GIVEN PROBLEM: Switch "track" to "path" in the rows from the line containing "For the benchmark, mark each instance of the sandy dirt" through the end of the rows, and give back only those lines with everything else unchanged.

RECORD EXTRACTS:

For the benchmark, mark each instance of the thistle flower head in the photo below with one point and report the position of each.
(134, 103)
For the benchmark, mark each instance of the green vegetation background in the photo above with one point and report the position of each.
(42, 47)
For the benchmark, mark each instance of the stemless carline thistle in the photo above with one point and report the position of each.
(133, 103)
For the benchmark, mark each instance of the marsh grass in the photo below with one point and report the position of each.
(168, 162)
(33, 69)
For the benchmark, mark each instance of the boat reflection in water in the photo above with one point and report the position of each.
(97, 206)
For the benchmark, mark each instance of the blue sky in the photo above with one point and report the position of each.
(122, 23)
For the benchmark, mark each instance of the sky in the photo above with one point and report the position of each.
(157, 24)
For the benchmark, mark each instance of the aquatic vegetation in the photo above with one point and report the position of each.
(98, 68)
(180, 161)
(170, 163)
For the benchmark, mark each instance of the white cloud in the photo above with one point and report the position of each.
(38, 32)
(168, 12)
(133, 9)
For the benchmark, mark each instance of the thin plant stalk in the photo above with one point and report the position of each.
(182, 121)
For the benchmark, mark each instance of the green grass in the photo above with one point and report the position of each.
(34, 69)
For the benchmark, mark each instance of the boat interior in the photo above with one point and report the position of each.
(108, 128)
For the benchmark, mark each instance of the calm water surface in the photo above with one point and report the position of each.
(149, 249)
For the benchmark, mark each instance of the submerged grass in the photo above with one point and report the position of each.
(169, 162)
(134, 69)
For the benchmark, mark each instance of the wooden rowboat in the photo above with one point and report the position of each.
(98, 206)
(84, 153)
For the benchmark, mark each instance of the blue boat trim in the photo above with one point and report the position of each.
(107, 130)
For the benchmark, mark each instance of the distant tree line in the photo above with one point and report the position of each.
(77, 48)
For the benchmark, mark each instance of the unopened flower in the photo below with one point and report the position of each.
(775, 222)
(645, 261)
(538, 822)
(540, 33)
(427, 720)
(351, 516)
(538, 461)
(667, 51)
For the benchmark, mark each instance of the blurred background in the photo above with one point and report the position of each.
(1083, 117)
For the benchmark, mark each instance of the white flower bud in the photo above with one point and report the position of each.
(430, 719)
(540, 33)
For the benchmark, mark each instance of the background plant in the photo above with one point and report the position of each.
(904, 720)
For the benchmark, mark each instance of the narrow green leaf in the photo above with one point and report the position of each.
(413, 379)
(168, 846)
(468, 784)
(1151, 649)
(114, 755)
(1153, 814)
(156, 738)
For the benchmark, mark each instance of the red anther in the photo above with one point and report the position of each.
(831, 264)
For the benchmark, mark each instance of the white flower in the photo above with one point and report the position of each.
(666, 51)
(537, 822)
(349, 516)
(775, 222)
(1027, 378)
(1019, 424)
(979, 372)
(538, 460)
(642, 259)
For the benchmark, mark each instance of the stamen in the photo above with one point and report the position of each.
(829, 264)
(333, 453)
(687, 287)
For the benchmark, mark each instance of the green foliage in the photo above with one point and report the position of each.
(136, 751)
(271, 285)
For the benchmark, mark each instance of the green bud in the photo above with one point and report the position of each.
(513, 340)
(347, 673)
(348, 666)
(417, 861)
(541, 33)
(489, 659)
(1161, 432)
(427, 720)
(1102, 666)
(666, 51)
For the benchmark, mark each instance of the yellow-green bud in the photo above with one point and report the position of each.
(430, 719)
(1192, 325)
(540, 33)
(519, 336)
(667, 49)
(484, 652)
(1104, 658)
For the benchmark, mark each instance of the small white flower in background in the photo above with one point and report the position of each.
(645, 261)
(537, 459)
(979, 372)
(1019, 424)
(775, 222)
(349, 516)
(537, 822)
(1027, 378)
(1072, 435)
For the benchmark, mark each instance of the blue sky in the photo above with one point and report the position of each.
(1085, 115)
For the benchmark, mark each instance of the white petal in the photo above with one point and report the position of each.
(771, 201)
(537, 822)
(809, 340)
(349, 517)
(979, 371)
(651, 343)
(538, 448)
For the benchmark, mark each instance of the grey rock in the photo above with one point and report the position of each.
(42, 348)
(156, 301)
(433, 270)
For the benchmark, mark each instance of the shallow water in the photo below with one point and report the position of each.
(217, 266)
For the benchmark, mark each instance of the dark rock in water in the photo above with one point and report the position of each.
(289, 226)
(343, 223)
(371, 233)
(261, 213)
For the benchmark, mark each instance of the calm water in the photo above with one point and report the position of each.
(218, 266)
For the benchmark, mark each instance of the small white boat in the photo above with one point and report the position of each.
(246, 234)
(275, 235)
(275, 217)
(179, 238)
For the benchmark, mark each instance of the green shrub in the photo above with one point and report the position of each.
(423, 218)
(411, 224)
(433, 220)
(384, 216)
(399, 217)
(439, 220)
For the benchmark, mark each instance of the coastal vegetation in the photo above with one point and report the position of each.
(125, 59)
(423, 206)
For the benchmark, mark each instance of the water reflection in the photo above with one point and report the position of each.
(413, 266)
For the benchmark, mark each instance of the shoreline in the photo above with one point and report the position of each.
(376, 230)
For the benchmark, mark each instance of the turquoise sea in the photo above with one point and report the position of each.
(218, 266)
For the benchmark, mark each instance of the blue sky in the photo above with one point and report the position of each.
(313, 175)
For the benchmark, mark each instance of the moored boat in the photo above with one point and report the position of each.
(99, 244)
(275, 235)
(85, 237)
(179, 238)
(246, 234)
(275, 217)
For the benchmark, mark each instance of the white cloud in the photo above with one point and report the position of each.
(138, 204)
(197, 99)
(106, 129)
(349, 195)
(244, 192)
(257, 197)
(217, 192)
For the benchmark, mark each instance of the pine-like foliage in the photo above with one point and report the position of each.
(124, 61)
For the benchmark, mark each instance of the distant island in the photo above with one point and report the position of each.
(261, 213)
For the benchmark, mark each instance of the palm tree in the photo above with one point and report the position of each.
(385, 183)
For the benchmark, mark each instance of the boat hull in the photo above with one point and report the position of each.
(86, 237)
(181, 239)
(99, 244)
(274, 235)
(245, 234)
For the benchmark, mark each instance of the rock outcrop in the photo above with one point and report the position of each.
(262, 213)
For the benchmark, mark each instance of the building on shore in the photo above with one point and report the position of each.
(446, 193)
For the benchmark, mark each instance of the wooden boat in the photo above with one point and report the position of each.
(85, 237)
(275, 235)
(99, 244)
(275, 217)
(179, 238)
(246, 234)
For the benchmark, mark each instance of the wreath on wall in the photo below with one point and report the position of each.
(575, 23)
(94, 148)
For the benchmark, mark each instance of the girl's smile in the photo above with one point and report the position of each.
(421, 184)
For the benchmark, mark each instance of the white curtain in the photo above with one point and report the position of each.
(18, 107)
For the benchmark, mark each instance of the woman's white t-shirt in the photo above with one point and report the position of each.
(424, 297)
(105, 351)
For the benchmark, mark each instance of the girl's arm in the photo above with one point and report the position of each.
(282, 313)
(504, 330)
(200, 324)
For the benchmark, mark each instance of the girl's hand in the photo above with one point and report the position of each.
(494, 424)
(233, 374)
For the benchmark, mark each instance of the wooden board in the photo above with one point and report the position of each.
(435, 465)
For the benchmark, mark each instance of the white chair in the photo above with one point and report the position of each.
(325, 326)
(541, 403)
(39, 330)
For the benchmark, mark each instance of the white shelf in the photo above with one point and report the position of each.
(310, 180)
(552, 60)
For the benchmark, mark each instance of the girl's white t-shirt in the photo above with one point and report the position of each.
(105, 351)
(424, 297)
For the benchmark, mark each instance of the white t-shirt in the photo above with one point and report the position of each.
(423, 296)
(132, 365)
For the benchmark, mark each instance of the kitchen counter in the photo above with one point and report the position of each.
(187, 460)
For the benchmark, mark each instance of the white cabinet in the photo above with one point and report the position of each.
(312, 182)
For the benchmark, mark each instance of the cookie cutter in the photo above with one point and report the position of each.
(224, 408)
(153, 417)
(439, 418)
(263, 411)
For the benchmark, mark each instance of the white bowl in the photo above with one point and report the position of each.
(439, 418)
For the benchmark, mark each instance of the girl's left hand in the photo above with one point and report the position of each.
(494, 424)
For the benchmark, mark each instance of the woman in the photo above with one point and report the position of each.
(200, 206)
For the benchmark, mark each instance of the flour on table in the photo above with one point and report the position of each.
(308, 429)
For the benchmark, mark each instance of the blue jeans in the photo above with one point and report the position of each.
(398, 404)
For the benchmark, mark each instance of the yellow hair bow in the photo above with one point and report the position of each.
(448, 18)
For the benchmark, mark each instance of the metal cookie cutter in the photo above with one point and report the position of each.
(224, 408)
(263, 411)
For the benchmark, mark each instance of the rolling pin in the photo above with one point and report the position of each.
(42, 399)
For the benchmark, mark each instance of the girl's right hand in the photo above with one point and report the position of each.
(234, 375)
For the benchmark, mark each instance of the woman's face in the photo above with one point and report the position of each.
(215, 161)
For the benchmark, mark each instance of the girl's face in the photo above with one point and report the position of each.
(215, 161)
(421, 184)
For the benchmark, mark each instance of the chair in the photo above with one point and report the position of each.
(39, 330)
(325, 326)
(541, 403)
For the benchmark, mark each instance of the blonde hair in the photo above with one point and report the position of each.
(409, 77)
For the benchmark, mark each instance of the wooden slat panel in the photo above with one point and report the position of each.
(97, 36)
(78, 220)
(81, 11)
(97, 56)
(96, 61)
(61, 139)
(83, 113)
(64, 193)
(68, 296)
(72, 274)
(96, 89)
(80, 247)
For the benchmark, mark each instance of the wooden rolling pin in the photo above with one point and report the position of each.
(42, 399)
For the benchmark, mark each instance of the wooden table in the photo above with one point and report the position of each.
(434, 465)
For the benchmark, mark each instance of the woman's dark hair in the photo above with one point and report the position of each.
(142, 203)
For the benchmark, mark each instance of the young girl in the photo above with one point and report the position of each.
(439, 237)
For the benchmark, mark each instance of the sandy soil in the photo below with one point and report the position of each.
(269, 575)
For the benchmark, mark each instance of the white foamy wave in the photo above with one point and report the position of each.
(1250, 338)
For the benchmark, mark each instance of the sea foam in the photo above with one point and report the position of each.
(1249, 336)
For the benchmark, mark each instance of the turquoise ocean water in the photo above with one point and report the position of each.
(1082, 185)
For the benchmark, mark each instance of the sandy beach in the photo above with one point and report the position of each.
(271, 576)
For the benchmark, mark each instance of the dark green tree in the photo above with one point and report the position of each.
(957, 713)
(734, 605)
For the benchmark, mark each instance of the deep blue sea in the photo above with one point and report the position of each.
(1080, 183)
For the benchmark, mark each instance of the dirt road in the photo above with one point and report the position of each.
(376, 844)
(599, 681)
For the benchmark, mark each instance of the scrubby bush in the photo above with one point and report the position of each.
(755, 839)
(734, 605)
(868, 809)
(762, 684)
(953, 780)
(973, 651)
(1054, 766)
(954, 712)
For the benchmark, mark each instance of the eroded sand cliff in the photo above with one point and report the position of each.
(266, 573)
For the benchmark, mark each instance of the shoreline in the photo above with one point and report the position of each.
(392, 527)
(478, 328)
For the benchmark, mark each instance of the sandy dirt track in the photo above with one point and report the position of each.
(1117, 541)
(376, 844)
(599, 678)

TASK SOLUTION:
For the benchmark, mark each instance of the sandy dirt path in the photo above with one point and report the position of each.
(1117, 541)
(376, 844)
(599, 678)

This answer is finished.